● **Records from a dataset**
= = = = = = =
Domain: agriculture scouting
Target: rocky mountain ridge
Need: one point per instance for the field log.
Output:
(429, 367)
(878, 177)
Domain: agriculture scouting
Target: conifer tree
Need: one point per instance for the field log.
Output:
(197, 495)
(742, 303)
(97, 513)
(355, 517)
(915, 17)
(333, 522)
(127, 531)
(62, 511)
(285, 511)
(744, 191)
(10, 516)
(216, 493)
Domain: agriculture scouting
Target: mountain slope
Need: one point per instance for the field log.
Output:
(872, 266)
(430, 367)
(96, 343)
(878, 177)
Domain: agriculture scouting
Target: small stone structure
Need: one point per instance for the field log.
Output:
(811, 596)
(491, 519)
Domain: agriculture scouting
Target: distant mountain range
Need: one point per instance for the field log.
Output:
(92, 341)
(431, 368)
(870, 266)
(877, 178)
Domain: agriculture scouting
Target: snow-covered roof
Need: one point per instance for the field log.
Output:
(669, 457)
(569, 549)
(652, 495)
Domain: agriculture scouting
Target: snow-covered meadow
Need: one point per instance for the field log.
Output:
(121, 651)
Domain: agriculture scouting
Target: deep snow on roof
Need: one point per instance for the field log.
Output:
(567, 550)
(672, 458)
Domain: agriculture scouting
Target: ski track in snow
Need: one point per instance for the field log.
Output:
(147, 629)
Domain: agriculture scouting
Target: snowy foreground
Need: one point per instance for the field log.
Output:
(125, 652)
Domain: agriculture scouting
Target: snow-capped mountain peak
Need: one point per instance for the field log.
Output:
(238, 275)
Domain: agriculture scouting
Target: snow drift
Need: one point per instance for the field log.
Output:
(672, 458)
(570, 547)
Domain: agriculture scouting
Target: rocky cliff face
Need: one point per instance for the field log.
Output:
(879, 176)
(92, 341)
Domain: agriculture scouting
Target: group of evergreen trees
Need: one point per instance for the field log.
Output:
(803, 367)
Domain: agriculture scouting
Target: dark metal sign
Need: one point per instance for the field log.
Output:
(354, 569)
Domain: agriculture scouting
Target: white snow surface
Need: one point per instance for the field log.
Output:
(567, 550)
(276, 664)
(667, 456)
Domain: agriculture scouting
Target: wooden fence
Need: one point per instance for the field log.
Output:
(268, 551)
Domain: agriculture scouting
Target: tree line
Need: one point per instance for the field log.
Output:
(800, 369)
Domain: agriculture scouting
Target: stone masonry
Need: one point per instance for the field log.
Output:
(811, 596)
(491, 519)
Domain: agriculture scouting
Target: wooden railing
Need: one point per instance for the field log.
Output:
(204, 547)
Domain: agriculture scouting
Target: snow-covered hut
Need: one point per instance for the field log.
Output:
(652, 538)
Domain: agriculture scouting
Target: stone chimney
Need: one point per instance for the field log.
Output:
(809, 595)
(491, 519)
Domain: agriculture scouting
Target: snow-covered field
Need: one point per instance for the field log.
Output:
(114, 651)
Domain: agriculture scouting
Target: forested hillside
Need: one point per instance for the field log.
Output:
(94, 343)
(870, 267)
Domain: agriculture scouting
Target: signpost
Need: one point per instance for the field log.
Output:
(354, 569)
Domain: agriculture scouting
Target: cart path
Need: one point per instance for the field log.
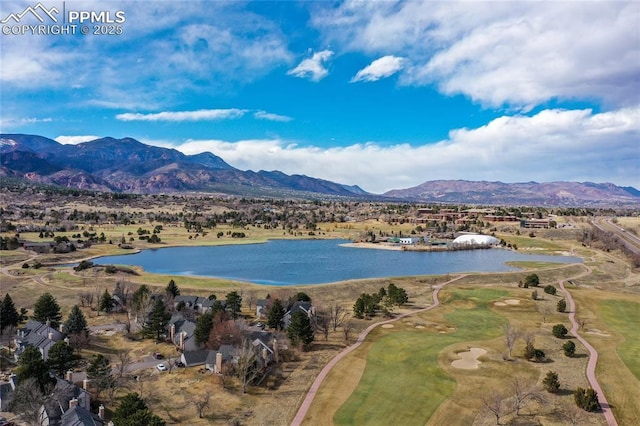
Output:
(313, 390)
(593, 354)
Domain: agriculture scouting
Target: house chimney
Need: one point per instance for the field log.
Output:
(218, 363)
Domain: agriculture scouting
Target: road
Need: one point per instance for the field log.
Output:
(313, 390)
(593, 354)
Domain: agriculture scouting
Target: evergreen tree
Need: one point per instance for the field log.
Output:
(204, 325)
(31, 365)
(300, 330)
(76, 328)
(106, 303)
(569, 348)
(76, 322)
(551, 383)
(587, 399)
(172, 289)
(99, 373)
(47, 309)
(133, 411)
(531, 281)
(61, 358)
(158, 320)
(275, 316)
(9, 316)
(234, 303)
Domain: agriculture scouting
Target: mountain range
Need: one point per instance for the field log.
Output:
(127, 165)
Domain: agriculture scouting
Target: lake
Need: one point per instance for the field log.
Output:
(299, 262)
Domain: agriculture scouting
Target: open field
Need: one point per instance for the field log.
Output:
(408, 374)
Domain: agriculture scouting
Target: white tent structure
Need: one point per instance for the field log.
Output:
(476, 240)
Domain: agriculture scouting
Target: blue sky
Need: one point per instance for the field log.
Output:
(380, 94)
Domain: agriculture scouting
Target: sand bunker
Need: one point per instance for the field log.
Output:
(598, 332)
(469, 359)
(507, 302)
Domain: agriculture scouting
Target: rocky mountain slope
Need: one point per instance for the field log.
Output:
(127, 165)
(526, 193)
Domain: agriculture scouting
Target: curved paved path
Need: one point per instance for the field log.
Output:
(593, 354)
(313, 390)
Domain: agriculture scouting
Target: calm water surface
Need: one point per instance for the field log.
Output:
(293, 262)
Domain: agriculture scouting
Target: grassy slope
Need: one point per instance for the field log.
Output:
(624, 316)
(403, 366)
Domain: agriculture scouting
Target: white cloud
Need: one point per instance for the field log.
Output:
(198, 115)
(380, 68)
(501, 53)
(263, 115)
(573, 145)
(312, 68)
(74, 140)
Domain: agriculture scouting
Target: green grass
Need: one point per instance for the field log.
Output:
(624, 317)
(402, 380)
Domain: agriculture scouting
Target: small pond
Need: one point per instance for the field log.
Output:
(299, 262)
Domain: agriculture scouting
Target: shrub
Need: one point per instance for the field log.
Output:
(559, 331)
(551, 382)
(532, 280)
(587, 399)
(569, 348)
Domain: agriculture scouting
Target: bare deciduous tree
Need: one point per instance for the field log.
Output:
(494, 402)
(511, 335)
(347, 326)
(337, 316)
(320, 322)
(524, 392)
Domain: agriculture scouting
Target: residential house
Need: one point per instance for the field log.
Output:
(199, 304)
(6, 392)
(305, 307)
(194, 358)
(65, 396)
(182, 333)
(38, 335)
(216, 359)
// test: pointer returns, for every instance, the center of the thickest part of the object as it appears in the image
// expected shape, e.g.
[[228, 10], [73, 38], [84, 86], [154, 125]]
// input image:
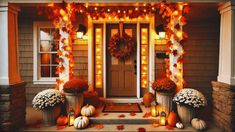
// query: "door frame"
[[151, 71]]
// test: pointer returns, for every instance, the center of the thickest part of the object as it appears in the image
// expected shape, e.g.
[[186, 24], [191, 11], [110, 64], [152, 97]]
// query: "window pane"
[[45, 58], [45, 46], [45, 34], [45, 71], [53, 72], [54, 56], [54, 45]]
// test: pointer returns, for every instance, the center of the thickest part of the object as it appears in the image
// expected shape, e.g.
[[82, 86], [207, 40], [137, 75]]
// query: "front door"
[[121, 74]]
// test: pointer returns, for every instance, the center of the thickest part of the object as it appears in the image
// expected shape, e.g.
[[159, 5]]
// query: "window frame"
[[37, 79]]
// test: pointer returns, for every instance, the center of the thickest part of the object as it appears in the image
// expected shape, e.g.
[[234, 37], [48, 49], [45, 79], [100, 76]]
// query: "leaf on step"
[[60, 127], [169, 127], [147, 114], [121, 116], [99, 126], [132, 114], [105, 114], [141, 129], [120, 127]]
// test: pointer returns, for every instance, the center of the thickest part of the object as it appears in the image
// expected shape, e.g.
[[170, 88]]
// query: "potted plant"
[[164, 89], [48, 101], [74, 89], [187, 101]]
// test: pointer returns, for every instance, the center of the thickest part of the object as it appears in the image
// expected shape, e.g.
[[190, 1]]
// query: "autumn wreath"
[[116, 41]]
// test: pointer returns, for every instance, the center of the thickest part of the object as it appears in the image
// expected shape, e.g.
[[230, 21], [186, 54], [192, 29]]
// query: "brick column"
[[12, 89], [223, 90]]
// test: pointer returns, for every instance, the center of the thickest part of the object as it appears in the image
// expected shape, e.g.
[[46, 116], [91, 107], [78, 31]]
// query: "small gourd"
[[179, 125], [88, 110], [198, 124], [81, 122]]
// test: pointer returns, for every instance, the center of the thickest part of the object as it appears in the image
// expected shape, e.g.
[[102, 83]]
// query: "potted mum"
[[49, 102], [164, 89], [187, 101], [74, 89]]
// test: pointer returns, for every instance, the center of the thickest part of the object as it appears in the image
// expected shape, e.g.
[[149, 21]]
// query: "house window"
[[45, 53]]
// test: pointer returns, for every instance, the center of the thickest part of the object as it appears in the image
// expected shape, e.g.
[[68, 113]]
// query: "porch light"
[[160, 31], [81, 31]]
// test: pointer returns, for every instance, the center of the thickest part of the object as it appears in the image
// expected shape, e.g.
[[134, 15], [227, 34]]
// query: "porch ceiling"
[[114, 1]]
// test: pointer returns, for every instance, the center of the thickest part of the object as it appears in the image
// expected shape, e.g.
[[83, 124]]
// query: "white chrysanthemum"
[[190, 97], [47, 98]]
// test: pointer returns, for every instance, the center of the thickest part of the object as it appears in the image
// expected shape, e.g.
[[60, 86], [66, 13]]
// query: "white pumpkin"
[[179, 125], [81, 122], [198, 124], [88, 110]]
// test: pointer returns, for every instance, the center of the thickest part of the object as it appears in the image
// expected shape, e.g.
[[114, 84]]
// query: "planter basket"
[[164, 101], [74, 101], [50, 115], [186, 113]]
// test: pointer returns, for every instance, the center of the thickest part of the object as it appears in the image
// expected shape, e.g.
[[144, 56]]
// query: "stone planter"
[[50, 115], [164, 101], [74, 101], [186, 113]]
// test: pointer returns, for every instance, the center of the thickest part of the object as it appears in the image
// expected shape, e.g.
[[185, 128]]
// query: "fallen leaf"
[[120, 127], [132, 114], [99, 126], [155, 125], [121, 116], [169, 127], [60, 127], [147, 114], [141, 129]]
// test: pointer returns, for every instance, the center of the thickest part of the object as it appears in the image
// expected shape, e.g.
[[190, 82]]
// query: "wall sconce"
[[81, 31], [71, 117], [160, 31]]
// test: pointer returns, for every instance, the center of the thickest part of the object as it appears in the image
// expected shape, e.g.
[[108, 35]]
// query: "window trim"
[[36, 78]]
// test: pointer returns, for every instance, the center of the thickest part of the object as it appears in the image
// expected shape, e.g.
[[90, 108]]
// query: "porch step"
[[126, 118]]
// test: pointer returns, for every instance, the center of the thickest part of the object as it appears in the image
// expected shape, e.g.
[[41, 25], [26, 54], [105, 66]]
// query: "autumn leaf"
[[99, 126], [120, 127], [121, 116], [168, 127], [132, 114], [147, 114], [105, 114], [60, 127], [141, 129]]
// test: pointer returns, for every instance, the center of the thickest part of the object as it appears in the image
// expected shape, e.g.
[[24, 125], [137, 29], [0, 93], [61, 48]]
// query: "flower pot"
[[74, 101], [164, 101], [186, 113], [50, 115]]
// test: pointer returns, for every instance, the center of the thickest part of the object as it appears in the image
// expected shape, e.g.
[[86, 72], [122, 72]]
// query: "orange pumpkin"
[[62, 120], [172, 119], [148, 99]]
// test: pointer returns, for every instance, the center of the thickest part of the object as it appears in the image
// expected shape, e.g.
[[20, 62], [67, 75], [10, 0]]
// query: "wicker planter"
[[186, 114], [74, 101], [50, 115], [164, 101]]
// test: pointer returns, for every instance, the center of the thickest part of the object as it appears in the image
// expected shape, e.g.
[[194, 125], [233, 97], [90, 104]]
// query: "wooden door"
[[121, 74]]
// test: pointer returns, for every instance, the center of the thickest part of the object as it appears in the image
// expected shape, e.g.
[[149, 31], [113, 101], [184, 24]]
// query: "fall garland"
[[116, 41]]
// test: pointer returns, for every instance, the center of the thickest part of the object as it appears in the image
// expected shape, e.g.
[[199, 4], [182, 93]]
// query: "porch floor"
[[131, 122]]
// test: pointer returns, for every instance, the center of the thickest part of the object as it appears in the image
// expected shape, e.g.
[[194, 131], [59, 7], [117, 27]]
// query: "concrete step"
[[113, 118]]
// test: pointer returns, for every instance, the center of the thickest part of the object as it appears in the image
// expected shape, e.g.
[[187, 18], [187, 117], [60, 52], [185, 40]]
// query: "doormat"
[[122, 107]]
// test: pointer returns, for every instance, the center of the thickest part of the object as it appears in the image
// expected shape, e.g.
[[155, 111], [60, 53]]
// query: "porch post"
[[227, 44], [12, 89]]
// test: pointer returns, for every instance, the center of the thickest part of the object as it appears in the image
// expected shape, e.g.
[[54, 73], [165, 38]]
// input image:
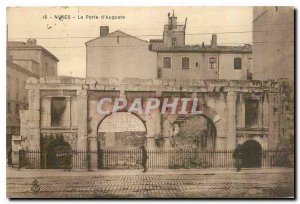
= = = = = = =
● **EXERCISE REQUIREMENTS**
Your reply should hold only the lines from the first line of the records through the one with "Target: snow-capped mountain peak", reproduced word for word.

● **RESULT OF THE TASK**
Domain: agriculture scouting
Target: rocky mountain ridge
Need: one point per instance for the field log.
Output:
(429, 367)
(878, 177)
Domain: agriculture scouting
Target: conifer tree
Need: one point per instance for the field log.
Output:
(197, 495)
(742, 303)
(97, 513)
(355, 517)
(915, 17)
(333, 522)
(127, 531)
(62, 511)
(285, 511)
(744, 191)
(10, 516)
(216, 493)
Domain: agriculture scouting
Target: mountain slope
Need: one point per instance for the field log.
Output:
(872, 266)
(430, 367)
(96, 343)
(878, 177)
Domain: agriculture scouting
Target: small stone structure
Need: one point per instance for the field log.
Output:
(811, 596)
(491, 519)
Domain: agriculture scouting
Target: distant mountain range
Need: one point per instance for the field log.
Output:
(92, 341)
(431, 368)
(870, 266)
(877, 178)
Domain: agriculture scouting
Target: snow-covered roof
Need: one point per instance for the field log.
Output:
(669, 457)
(569, 549)
(652, 495)
Domain: agriculture scouting
Target: snow-covered meadow
Need: one point per instance for the field log.
Output:
(121, 651)
Domain: agriculture scouting
Target: deep snow on roof
Need: one point per instance for the field log.
Output:
(567, 550)
(672, 458)
Domain: agriculture scouting
Target: ski track in snow
Need: one point per instance for the field log.
Output:
(147, 629)
Domain: agriculture scouting
Target: snowy foreground
Need: one point per instance for the field log.
Output:
(125, 652)
Domain: agriculture scouting
Target: snow-capped mountain peak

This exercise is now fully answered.